### [What you should do]
Reproduce all the entries precisely.

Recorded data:

============================================================

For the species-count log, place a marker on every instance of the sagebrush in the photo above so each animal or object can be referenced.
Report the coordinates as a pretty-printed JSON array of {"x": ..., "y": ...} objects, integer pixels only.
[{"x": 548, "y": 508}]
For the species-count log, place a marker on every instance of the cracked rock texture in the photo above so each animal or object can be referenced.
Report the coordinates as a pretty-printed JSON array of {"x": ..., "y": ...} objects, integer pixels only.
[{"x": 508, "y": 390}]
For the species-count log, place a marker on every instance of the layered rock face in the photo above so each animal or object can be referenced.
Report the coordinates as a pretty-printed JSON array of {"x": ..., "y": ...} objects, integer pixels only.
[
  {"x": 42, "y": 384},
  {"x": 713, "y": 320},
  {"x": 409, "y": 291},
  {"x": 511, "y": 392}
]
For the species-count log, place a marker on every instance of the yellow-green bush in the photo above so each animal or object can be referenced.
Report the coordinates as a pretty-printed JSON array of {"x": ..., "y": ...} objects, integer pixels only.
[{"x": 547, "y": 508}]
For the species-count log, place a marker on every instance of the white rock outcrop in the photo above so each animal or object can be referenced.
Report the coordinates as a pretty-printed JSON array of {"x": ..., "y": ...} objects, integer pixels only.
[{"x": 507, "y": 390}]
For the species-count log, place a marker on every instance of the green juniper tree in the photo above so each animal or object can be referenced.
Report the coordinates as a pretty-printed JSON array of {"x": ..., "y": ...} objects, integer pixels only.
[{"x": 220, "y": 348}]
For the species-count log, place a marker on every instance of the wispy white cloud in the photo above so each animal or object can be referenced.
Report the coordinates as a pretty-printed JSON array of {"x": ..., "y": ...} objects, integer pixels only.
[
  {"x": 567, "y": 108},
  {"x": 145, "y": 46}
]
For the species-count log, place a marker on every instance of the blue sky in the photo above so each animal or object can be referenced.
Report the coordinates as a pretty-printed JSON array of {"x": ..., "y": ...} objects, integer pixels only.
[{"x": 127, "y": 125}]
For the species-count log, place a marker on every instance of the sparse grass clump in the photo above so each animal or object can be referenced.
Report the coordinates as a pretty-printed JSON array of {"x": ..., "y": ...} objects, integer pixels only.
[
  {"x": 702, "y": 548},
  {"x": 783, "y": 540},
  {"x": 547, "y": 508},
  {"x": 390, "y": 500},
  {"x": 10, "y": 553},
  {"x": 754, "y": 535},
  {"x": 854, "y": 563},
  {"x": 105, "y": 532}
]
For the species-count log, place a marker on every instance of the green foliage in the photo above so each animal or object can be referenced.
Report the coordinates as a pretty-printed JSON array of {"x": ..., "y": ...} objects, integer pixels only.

============================================================

### [Response to the task]
For the species-count log, place a marker on every instance of the sagebrush in the photo above so each animal or object can be referenced.
Report the coordinates as a pretty-printed JSON array of {"x": ..., "y": ...} objects, integer pixels only.
[{"x": 548, "y": 508}]
For the species-count log, place a marker on every instance of the cracked rock texture in the photo above so each animal or object can be referenced.
Report the coordinates as a pretty-printed JSON array of {"x": ..., "y": ...} objects, integer pixels only.
[{"x": 508, "y": 390}]
For the species-count log, place a marker on every instance of the layered rock face in the photo above so each animal or object can be referenced.
Report the coordinates as a pretty-printed JSON array of {"x": ..., "y": ...} objects, integer pixels only.
[
  {"x": 42, "y": 384},
  {"x": 713, "y": 320},
  {"x": 409, "y": 291},
  {"x": 511, "y": 392}
]
For the species-count log, place a marker on every instance of the yellow-green bush in the photo above so each animal or object can be referenced.
Report the coordinates as a pretty-printed JSON array of {"x": ..., "y": ...} objects, integer pixels only.
[{"x": 547, "y": 508}]
For the species-count log, place a marker on every instance of the white rock outcrop in the photo above so each animal or object can be referenced.
Report the coordinates as a pretty-printed JSON array of {"x": ..., "y": ...} objects, integer pixels only.
[{"x": 507, "y": 390}]
For the species-count log, place a marker on every instance of the green juniper tree in the photo above so each animal or object can be referenced.
Report the coordinates as a pretty-printed JSON array of {"x": ..., "y": ...} objects, integer pixels only.
[{"x": 220, "y": 348}]
For the species-count log, place a marker on every instance of the wispy white cloud in the photo above so each animal or object can be referenced.
Report the coordinates as a pretty-printed JSON array of {"x": ..., "y": ...} objects, integer pixels only.
[
  {"x": 567, "y": 108},
  {"x": 145, "y": 46}
]
For the species-count log, place a marker on every instance of the blue sky in the photo above so each animal or object can be referenced.
Report the coordinates as a pretty-printed JSON array of {"x": ..., "y": ...} objects, integer pixels only.
[{"x": 127, "y": 125}]
For the species-count log, place a marker on every instance of the sparse grass clump in the photo above so each animal or object can be referenced.
Report the coordinates as a pretty-printed JSON array of {"x": ..., "y": ...} objects, integer pixels only.
[
  {"x": 702, "y": 548},
  {"x": 783, "y": 540},
  {"x": 547, "y": 508},
  {"x": 390, "y": 500},
  {"x": 10, "y": 553},
  {"x": 754, "y": 535},
  {"x": 854, "y": 563},
  {"x": 105, "y": 532}
]
For the species-count log, place a marker on every instance of the green foliage in the photo above so each animal or object can be referenced.
Report the coordinates as a pretty-printed JSON array of {"x": ..., "y": ...} objects, integer pixels only.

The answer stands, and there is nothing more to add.